Data excerpts ::
□ □ □ □

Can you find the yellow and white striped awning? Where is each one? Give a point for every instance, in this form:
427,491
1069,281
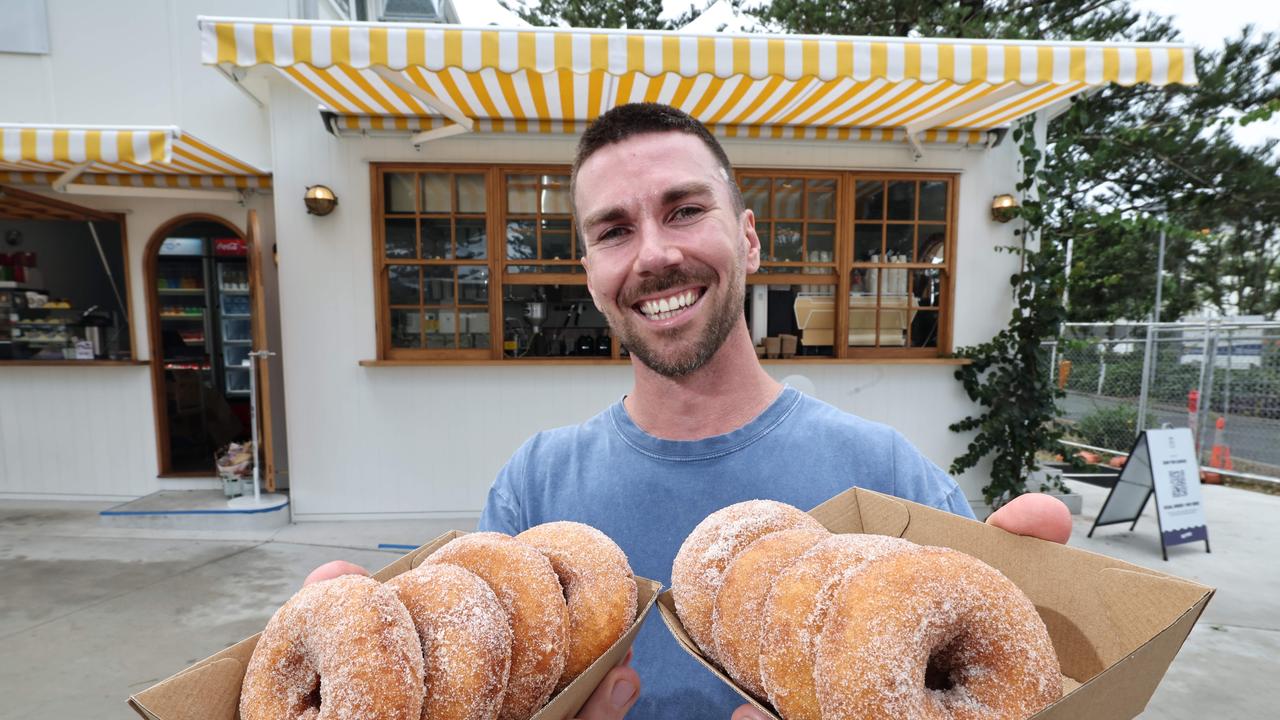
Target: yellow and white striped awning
443,78
133,156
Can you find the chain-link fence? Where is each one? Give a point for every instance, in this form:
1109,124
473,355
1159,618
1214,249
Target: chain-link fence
1220,378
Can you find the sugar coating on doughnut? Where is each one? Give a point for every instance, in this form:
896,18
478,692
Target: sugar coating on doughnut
942,609
795,611
599,588
736,620
530,593
705,554
347,643
466,641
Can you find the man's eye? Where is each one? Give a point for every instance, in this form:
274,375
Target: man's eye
686,213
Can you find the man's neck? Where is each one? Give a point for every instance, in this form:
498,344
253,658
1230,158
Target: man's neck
721,396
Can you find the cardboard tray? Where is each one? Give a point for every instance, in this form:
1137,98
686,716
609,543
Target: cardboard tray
1115,627
210,688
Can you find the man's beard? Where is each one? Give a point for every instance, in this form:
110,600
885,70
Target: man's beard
684,361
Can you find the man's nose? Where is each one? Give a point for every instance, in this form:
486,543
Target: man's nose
657,250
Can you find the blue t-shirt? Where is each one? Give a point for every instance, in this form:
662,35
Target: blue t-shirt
648,495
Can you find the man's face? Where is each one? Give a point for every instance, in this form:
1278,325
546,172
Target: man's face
666,255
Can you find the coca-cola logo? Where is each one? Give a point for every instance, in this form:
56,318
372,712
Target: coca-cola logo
229,246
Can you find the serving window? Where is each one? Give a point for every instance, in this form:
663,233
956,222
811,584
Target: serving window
484,263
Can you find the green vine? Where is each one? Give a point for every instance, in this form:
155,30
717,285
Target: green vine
1008,376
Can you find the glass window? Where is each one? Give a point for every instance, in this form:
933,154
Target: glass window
882,242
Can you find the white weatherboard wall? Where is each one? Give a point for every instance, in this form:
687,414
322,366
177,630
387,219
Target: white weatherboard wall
428,441
90,431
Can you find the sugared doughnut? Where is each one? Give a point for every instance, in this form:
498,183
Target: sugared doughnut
794,615
466,641
933,634
705,554
528,589
599,588
342,648
740,601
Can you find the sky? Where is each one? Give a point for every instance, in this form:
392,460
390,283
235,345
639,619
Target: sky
1203,22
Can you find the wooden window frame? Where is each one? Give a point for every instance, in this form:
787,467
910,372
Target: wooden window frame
497,263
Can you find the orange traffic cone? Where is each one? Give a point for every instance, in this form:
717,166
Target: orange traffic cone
1220,456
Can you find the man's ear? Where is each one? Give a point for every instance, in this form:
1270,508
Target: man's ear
753,241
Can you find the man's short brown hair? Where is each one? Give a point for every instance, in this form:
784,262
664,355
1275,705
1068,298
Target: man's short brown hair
645,118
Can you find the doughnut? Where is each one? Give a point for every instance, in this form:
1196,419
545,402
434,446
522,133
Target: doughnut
466,641
530,593
705,554
342,648
599,589
794,614
933,634
740,601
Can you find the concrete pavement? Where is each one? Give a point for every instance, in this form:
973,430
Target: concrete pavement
90,614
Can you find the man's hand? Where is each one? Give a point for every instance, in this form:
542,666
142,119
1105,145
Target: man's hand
334,569
1036,515
611,700
615,696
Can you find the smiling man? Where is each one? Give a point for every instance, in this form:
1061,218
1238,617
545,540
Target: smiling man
668,247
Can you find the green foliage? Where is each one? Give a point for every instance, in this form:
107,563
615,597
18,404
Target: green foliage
1105,425
1008,376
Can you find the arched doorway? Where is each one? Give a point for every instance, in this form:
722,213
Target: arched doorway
205,317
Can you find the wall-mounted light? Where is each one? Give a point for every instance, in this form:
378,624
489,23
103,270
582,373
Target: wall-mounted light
320,200
1004,208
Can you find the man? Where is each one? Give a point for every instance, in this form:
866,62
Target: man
668,247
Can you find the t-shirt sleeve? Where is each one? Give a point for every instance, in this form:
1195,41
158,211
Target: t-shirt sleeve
501,511
918,479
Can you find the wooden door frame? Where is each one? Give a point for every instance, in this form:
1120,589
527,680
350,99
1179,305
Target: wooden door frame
150,258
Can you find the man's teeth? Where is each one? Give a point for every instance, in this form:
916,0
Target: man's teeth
667,306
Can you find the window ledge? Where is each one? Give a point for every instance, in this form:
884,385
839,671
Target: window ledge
566,363
73,363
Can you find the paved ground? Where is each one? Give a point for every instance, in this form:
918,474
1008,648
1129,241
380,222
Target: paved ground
90,614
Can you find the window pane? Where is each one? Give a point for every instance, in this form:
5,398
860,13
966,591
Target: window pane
901,200
804,311
522,195
755,196
821,242
556,240
789,197
867,242
474,328
402,285
552,322
933,241
869,204
435,192
398,192
933,200
556,200
437,244
822,199
406,328
924,328
787,242
401,238
472,240
521,240
439,326
897,242
927,287
438,285
471,194
474,285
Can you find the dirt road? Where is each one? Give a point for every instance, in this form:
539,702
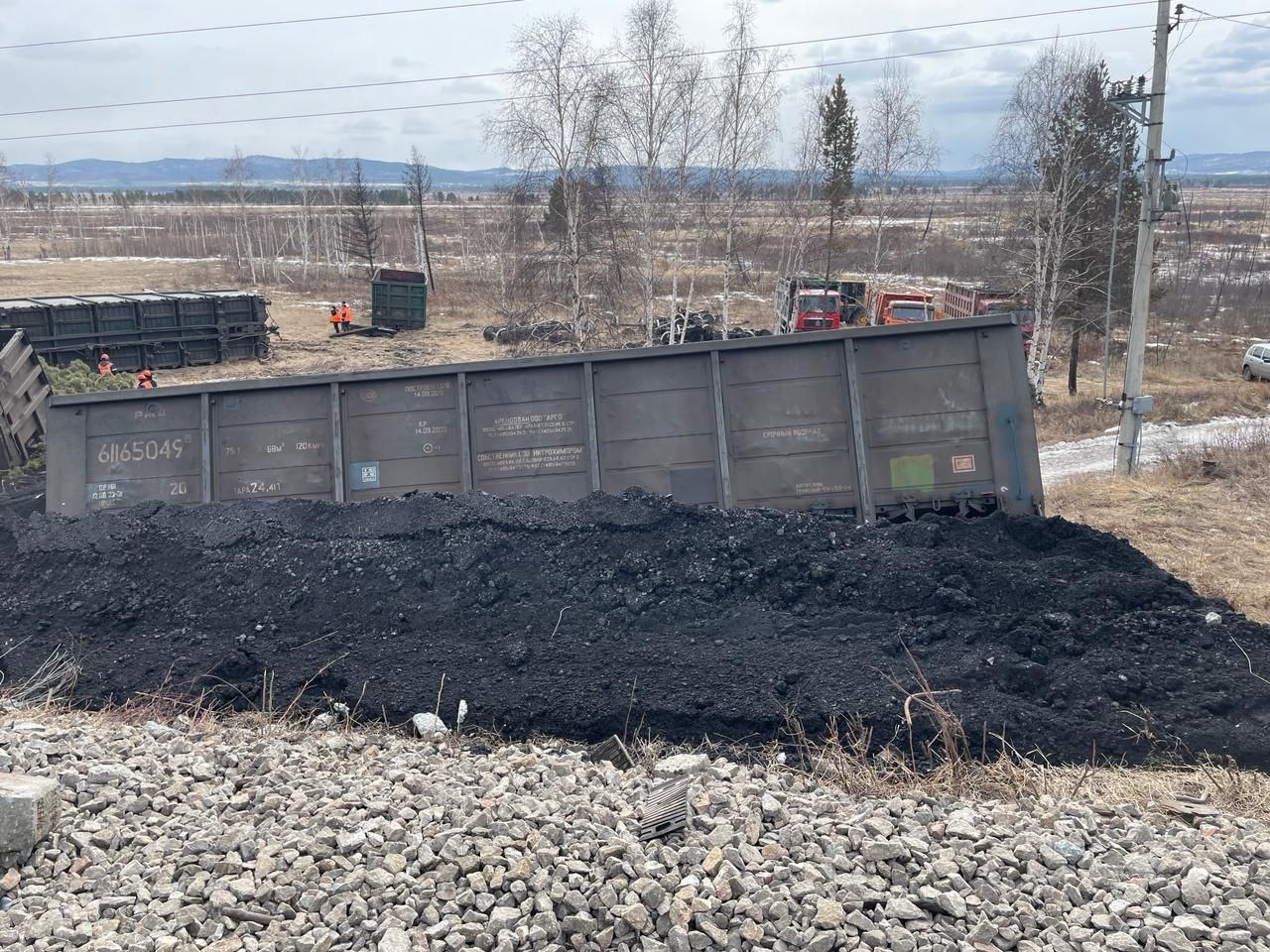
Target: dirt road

□ □ □ □

Exercise requirements ::
In the part of the rows that opens with the line containing "Can you find the window pane?" and closes with the end of the rows, replace "dirt road" with "gravel path" and leave everything else unchanged. Give back only those lines, without the pictures.

Final result ::
Can you find the window pane? Where is each one? Give a point for every instance, in this form:
5,398
860,13
966,591
Target: window pane
901,200
804,311
522,195
755,196
821,242
556,240
789,197
867,242
474,328
402,285
552,322
933,241
869,204
435,192
398,192
933,200
556,200
437,244
822,199
406,328
924,328
787,242
401,238
472,240
521,240
439,326
897,242
927,287
438,285
471,194
474,285
Can you find the gravel path? Where is each one? Give a point for every instance, in this form:
539,702
Target: gravel path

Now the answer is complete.